Passage shown —
## BEGIN

Consideration of Strategic Alternatives. The CMMC Board has periodically reviewed a range of strategic alternatives for creating shareholder value and, in the ordinary course of business, has had regular engagement with several industry peers exploring potential opportunities, including considering other potential transactions. In 2022 and early 2023, CMMC provided due diligence access in connection with a potential change of control transaction to four prospective counterparties (excluding Hudbay), but either did not receive a formal proposal or did not receive a compelling offer, and determined with the benefit of input from the CMMC Special Committee and its financial and legal advisors that the Arrangement was in the best interests of CMMC and the CMMC Shareholders over the long term. See “The Arrangement – Background to the Arrangement”. The opportunity to combine CMMC with Hudbay to create a leading intermediate copper producer is compelling and is expected to provide various opportunities to create sustained, long-term value for CMMC Shareholders while maintaining significant exposure to copper.

 

   

Dissent Rights. Any registered CMMC Shareholders entitled to vote on the Arrangement may exercise Dissent Rights and is entitled to be paid fair value for its CMMC Shares as determined by a Court, subject to strict compliance with all requirements applicable to the exercise of Dissent Rights. See “Dissenting Shareholder Rights”.

 

   

Reciprocal terms of the Arrangement Agreement. Key terms of the Arrangement Agreement, including non-solicitation covenants, termination fee amounts and triggers, are reciprocal between CMMC and Hudbay.

 

   

Reasonable termination payment. The CMMC Board determined that the C$22 million CMMC Termination Payment, which is payable in certain circumstances described under “The Arrangement Agreement – Termination of the Arrangement Agreement”, is reasonable. In the view of the CMMC Board, the CMMC Termination Payment would not preclude a third party from potentially making a CMMC Superior Proposal.

 

   

Tax Deferred Roll-Over. The exchange of CMMC Shares for Hudbay Shares pursuant to the Arrangement will generally be a tax-deferred transaction for Canadian federal income tax purposes for CMMC Shareholders who are resident in Canada and who do not elect to report a capital gain or loss on their Canadian federal income tax return in respect of the Arrangement, subject to the assumptions, qualifications and discussion under the heading “Certain Canadian Federal Income Tax Considerations”. The exchange of CMMC Shares for Hudbay Shares pursuant to the Arrangement is also intended to be treated as part of a tax-deferred “reorganization” within the meaning of Section 368 of the U.S. Tax Code. If such exchange qualifies as part of a reorganization, gain or loss generally would not be recognized by U.S. Holders for U.S. federal income tax purposes on their receipt of Hudbay Shares in exchange for CMMC Shares pursuant to the Arrangement, subject to the assumptions, qualifications and discussion under the heading “Certain United States Federal Income Tax Considerations”.

## END

Given task 1 —
Answer these questions from the passage on the CMMC–Hudbay Arrangement:
(a) In 2022 and early 2023, how many prospective counterparties, excluding Hudbay, did CMMC give due diligence access?
(b) What amount did the CMMC Board judge reasonable for the CMMC Termination Payment?
(c) Under which section of the U.S. Tax Code is the share exchange meant to count as part of a tax-deferred "reorganization"?
The records that follow have no connection to the passage on the CMMC–Hudbay Arrangement.

Supplied records —
## BEGIN

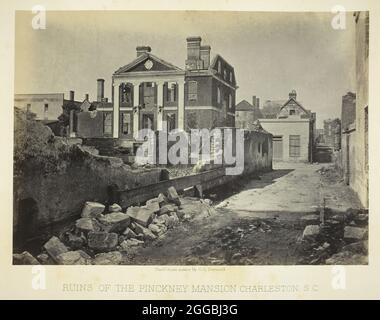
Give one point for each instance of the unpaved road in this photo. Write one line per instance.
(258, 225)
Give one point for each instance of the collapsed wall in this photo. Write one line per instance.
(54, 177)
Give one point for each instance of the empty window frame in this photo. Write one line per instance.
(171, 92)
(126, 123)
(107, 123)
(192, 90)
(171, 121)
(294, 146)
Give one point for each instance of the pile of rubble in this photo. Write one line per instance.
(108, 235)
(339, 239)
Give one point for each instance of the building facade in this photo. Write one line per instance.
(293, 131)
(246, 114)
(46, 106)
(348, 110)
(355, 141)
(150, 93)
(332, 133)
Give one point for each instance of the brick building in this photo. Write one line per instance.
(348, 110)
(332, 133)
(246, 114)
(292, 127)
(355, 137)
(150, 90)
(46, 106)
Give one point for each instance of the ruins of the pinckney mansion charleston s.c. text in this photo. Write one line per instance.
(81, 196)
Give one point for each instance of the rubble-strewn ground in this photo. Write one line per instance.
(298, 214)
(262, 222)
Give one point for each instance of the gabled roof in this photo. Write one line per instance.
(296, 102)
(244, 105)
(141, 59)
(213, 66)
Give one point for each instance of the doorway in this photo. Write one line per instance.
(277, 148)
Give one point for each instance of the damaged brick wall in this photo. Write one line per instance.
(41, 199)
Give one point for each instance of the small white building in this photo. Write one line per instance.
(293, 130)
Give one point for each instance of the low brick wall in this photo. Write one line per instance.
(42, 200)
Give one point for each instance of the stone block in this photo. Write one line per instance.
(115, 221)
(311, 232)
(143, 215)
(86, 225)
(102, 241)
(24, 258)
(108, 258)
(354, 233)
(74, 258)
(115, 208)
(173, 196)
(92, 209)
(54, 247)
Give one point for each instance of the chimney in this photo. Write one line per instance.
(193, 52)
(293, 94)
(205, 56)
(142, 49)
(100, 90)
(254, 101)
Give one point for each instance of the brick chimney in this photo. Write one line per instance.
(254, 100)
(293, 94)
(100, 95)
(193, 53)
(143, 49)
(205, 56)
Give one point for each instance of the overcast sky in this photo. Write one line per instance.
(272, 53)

## END
## BEGIN

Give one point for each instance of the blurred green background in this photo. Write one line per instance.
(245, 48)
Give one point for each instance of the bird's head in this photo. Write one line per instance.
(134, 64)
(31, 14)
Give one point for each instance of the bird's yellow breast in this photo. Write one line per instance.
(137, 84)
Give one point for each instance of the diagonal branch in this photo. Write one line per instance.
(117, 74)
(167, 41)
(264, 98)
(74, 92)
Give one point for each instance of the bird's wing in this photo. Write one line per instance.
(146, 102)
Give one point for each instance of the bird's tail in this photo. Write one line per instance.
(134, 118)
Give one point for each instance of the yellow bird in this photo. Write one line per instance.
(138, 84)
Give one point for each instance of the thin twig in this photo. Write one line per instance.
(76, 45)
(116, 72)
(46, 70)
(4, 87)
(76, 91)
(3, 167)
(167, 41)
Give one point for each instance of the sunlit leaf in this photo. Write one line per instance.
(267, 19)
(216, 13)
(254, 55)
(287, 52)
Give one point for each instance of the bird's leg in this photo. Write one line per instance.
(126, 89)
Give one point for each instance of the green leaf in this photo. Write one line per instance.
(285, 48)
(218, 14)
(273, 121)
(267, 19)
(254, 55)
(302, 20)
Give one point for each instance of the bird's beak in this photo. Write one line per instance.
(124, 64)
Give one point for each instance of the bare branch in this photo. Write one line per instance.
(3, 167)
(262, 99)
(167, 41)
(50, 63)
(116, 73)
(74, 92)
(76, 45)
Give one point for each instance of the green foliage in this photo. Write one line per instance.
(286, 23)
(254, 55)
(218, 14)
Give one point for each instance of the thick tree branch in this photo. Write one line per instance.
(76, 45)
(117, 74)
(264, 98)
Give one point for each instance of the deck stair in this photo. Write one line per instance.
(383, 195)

## END

Given task 2 — Locate every line in the records that contains the string "rubble", with case counting, and copy each such line.

Correct output 1 —
(a) Four
(b) C$22 million
(c) Section 368

Correct output 2 —
Give one point for each instance of the pile of rubble in this photo. Write one line per instance.
Give one point for each instance of the rubble-strewn ground in this photo. Write one line per instance.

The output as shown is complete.